**Dataset items**
┌──
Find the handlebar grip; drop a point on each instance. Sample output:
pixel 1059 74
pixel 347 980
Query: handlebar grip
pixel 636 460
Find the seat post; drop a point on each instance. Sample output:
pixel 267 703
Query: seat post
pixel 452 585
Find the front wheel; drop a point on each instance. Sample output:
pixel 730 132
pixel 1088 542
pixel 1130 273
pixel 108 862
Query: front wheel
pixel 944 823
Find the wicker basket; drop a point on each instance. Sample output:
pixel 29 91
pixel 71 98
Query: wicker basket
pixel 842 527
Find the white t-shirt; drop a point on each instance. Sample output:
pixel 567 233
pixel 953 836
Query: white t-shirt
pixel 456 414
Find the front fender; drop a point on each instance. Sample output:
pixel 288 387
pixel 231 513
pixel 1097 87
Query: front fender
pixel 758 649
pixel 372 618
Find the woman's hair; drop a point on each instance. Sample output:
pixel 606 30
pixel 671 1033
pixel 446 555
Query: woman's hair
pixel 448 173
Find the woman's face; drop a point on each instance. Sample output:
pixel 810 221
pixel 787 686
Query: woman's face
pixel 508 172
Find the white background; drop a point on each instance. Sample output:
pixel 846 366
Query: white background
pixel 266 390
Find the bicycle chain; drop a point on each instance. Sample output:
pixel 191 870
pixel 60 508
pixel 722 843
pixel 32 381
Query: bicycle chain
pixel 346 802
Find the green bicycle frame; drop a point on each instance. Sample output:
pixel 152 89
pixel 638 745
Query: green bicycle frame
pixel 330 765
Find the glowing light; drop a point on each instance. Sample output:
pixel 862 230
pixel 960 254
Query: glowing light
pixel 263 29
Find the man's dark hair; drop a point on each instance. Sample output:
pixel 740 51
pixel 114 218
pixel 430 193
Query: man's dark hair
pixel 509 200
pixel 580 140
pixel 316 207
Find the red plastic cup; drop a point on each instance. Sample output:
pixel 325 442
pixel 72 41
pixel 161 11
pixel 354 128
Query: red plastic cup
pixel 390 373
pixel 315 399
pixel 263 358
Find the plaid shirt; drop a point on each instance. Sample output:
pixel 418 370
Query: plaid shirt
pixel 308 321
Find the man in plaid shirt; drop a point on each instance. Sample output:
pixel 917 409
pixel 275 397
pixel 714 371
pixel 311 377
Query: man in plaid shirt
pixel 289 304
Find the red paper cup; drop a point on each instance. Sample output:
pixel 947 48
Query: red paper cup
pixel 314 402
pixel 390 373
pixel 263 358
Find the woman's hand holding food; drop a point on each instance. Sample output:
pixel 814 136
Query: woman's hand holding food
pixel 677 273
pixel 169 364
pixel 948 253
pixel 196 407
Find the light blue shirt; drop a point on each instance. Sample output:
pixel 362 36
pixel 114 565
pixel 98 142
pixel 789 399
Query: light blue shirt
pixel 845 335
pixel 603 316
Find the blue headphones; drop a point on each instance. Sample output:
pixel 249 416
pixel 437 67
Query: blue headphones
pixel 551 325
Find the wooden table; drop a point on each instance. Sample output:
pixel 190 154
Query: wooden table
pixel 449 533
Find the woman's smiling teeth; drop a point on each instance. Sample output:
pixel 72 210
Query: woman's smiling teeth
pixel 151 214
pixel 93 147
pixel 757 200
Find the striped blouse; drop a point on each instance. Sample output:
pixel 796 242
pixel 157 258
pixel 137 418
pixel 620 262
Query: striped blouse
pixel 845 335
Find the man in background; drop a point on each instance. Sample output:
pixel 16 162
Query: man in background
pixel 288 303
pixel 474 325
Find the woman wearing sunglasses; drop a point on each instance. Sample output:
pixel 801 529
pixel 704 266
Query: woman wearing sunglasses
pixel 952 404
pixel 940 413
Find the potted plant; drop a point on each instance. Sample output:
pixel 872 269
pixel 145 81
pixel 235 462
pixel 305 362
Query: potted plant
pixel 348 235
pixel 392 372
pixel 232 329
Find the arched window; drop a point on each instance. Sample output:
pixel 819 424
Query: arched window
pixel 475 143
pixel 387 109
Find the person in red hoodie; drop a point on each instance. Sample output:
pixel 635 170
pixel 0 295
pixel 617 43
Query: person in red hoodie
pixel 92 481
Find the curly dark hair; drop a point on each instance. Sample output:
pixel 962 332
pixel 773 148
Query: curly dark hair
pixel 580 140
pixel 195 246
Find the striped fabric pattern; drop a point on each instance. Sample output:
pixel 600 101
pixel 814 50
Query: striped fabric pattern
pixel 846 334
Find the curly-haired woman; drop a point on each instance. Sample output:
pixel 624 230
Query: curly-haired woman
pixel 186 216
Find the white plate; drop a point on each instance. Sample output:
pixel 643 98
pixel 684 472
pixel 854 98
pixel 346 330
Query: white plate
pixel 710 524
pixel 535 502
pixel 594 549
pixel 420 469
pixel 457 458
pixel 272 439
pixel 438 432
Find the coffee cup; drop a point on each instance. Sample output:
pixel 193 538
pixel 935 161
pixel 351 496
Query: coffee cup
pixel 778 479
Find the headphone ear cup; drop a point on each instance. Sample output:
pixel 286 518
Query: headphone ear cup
└──
**Written request**
Reproduce the entire listing above line for line, without changing anything.

**The completed task**
Find the handlebar grip; drop a point on each instance. Sample output:
pixel 1059 74
pixel 347 980
Query: handlebar grip
pixel 636 460
Find the seat post; drop a point on each instance. Sample output:
pixel 267 703
Query: seat post
pixel 452 585
Find the front wheel; drop a point on each instance. Sample output:
pixel 730 132
pixel 1088 542
pixel 1130 273
pixel 108 862
Query: front wheel
pixel 944 823
Find the wicker basket; drop a point on each instance. Sample output:
pixel 29 91
pixel 71 98
Query: wicker basket
pixel 842 527
Find the white t-shirt; drop a point on each instance. Sample output:
pixel 567 233
pixel 953 836
Query: white t-shirt
pixel 456 414
Find the front fender; drop a point on each instance. Sample output:
pixel 288 387
pixel 231 513
pixel 1097 87
Query: front fender
pixel 758 649
pixel 372 618
Find the woman's hair; drop a point on each instance. Sample output:
pixel 606 30
pixel 671 1033
pixel 446 555
Query: woman's hair
pixel 448 173
Find the woman's face; drop a point on each instance. Sample output:
pixel 810 221
pixel 787 686
Query: woman's face
pixel 508 172
Find the white background; drop a point on each instance. Sample output:
pixel 846 366
Query: white background
pixel 266 390
Find the bicycle chain; drop a point on each instance. Sample output:
pixel 191 870
pixel 60 508
pixel 722 843
pixel 32 381
Query: bicycle chain
pixel 346 802
Find the green bicycle frame; drop a point on each instance. Sample output:
pixel 152 89
pixel 638 745
Query: green bicycle frame
pixel 330 765
Find the glowing light; drop a point on each instance. Sample output:
pixel 862 230
pixel 960 254
Query: glowing light
pixel 263 29
Find the man's dark hair; drop a point on each instance. Sample output:
pixel 740 51
pixel 114 218
pixel 430 193
Query: man's dark hair
pixel 509 200
pixel 580 140
pixel 316 207
Find the red plastic cup; drop a point on each instance. Sample output:
pixel 325 442
pixel 72 41
pixel 161 11
pixel 354 128
Query: red plastic cup
pixel 390 373
pixel 315 399
pixel 263 358
Find the plaid shirt; drop a point on each instance. Sample output:
pixel 418 370
Query: plaid shirt
pixel 308 321
Find the man in plaid shirt; drop a point on each instance. Sample output:
pixel 917 409
pixel 275 397
pixel 714 371
pixel 311 377
Query: man in plaid shirt
pixel 289 304
Find the red paper cup; drop a point on each instance. Sample output:
pixel 947 48
Query: red paper cup
pixel 314 402
pixel 390 373
pixel 263 358
Find the woman's hand holding food; drop a point on each instance. Sample output:
pixel 814 136
Query: woman's hand holding food
pixel 677 273
pixel 169 364
pixel 948 253
pixel 196 407
Find the light blue shirt; drop a point on each instance. Sample output:
pixel 362 36
pixel 114 565
pixel 98 142
pixel 789 399
Query: light blue shirt
pixel 845 335
pixel 603 316
Find the blue headphones; drop a point on each instance. Sample output:
pixel 249 416
pixel 437 67
Query: blue headphones
pixel 551 325
Find the wooden table; drop a point on each instance. Sample output:
pixel 190 154
Query: wooden table
pixel 449 533
Find the woman's smiling teeth; drop a point on each instance. Sample output:
pixel 72 210
Query: woman's smiling teeth
pixel 151 214
pixel 93 147
pixel 757 200
Find the striped blouse; drop a point on each instance. Sample output:
pixel 796 242
pixel 157 258
pixel 137 418
pixel 620 262
Query: striped blouse
pixel 845 335
Find the man in background; drop a point on each instance. Sample output:
pixel 16 162
Query: man in background
pixel 288 303
pixel 474 325
Find the woman wearing sunglasses; drop a point on each instance. Sample output:
pixel 801 529
pixel 704 266
Query: woman wearing sunglasses
pixel 952 404
pixel 940 413
Find the potted plant; drop a point on each instance. Sample output:
pixel 872 269
pixel 145 81
pixel 235 462
pixel 305 362
Query: potted plant
pixel 348 235
pixel 392 372
pixel 232 329
Find the arched window; drop a point on each instance. Sample output:
pixel 819 424
Query: arched window
pixel 475 143
pixel 387 109
Find the person in red hoodie; drop a point on each instance. Sample output:
pixel 635 170
pixel 0 295
pixel 617 43
Query: person in red hoodie
pixel 92 481
Find the curly dark hair; drop a point on each instance. Sample output:
pixel 962 332
pixel 773 148
Query: curly dark hair
pixel 580 140
pixel 195 246
Find the striped fabric pattern; drop a point on each instance. Sample output:
pixel 600 101
pixel 814 50
Query: striped fabric pattern
pixel 846 334
Find the curly-haired woman; drop a point on each instance. Sample output:
pixel 624 230
Query: curly-haired woman
pixel 186 216
Find the white plate; drop a point on each instance. Sample output:
pixel 643 98
pixel 684 472
pixel 854 98
pixel 346 330
Query: white plate
pixel 710 524
pixel 535 502
pixel 594 549
pixel 420 469
pixel 457 458
pixel 272 439
pixel 438 432
Find the coffee cup; drop a point on each instance. Sample output:
pixel 193 538
pixel 935 161
pixel 351 496
Query: coffee cup
pixel 778 479
Find the headphone ear cup; drop a point on each instance. Sample output:
pixel 286 518
Query: headphone ear cup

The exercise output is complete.